**Goal of the exercise:** Return each line of the entries below that contains the word "bucket", matching case exactly.

[Records from a data source]
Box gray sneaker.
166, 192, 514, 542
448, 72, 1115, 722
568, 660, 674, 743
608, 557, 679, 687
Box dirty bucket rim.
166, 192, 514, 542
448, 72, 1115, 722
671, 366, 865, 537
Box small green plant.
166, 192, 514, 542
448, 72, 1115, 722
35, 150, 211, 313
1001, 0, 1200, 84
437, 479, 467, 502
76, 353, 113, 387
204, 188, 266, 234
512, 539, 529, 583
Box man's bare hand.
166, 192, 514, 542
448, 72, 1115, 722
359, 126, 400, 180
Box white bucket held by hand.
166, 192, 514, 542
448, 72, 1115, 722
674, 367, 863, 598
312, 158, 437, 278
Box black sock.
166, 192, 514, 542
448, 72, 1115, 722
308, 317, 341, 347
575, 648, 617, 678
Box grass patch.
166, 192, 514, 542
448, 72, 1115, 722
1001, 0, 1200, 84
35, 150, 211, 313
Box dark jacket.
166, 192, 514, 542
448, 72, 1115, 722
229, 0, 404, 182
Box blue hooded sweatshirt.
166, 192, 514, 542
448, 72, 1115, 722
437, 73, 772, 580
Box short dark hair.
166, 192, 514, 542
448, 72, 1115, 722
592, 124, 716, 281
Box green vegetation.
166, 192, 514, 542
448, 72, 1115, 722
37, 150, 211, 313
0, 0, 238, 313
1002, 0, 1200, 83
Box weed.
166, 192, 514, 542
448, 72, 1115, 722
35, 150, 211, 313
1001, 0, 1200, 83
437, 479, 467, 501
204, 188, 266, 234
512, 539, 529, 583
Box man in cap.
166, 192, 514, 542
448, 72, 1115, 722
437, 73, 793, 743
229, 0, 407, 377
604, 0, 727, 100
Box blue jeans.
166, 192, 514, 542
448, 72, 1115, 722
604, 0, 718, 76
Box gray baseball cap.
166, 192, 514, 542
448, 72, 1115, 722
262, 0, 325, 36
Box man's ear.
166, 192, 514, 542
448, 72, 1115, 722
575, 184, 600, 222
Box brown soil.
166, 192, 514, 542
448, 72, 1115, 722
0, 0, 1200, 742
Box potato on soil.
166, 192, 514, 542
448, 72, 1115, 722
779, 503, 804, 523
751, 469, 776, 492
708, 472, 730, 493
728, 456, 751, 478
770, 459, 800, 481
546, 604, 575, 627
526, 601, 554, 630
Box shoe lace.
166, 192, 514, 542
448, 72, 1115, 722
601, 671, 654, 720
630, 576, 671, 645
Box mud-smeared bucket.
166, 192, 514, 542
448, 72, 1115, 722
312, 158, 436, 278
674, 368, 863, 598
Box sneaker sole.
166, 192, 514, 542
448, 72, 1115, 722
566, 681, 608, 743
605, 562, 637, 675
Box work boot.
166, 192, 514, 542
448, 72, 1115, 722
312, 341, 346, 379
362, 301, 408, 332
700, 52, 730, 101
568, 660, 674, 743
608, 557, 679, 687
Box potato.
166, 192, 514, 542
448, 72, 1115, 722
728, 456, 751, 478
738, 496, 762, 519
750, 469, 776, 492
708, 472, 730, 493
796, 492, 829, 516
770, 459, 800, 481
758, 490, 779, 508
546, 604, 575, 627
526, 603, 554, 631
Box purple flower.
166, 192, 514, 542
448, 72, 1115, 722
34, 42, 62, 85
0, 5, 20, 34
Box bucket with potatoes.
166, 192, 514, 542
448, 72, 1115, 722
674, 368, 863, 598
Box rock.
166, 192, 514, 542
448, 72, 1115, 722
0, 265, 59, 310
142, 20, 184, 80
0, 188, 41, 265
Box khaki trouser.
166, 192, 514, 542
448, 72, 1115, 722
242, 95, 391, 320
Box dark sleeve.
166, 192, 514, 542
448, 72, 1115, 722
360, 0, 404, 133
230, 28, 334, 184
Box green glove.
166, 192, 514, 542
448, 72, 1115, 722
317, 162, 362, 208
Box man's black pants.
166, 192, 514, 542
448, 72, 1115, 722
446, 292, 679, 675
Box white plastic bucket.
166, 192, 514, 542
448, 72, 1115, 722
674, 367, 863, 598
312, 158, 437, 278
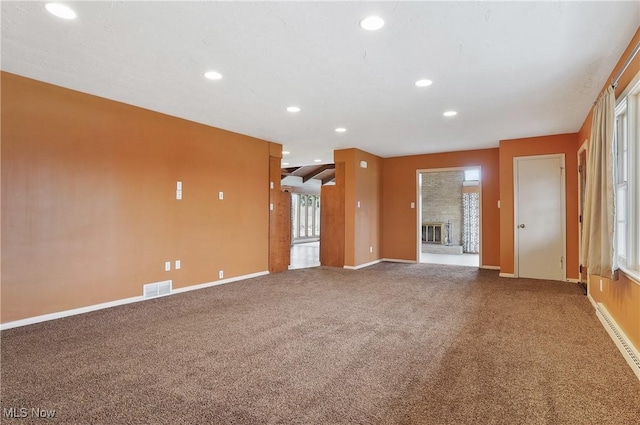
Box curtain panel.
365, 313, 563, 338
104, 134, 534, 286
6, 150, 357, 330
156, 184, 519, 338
580, 86, 615, 279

**Written solution:**
Box dirty bucket rim.
Box white bucket held by hand.
Box mud-smeared bucket.
Box bucket with potatoes.
Box white plastic bucket.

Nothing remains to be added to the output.